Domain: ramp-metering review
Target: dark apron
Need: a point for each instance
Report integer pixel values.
--
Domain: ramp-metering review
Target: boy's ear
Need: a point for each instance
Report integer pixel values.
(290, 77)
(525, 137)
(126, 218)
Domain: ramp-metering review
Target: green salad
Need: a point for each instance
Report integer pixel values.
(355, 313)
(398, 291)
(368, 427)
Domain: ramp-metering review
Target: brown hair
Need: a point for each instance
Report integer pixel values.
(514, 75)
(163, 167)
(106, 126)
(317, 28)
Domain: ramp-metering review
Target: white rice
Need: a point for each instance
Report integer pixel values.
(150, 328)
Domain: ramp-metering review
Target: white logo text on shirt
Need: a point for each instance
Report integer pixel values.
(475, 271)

* Your goal *
Please find the lines in the data that contain the word "white" and copy them.

* Task response *
Target: white rice
Target: white logo text on shirt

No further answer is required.